▸ **What you are asked to do**
Reproduce every item below word for word, omitting the pictures.
** Begin Material provided **
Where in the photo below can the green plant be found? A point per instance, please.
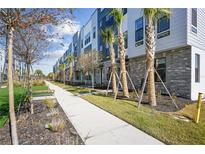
(174, 96)
(56, 125)
(159, 94)
(38, 83)
(17, 84)
(50, 103)
(53, 112)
** End Material provided **
▸ **Complete answer**
Where in the photo below can the green plant be found? A point per instance, please.
(174, 96)
(56, 125)
(159, 94)
(38, 83)
(17, 84)
(50, 103)
(53, 112)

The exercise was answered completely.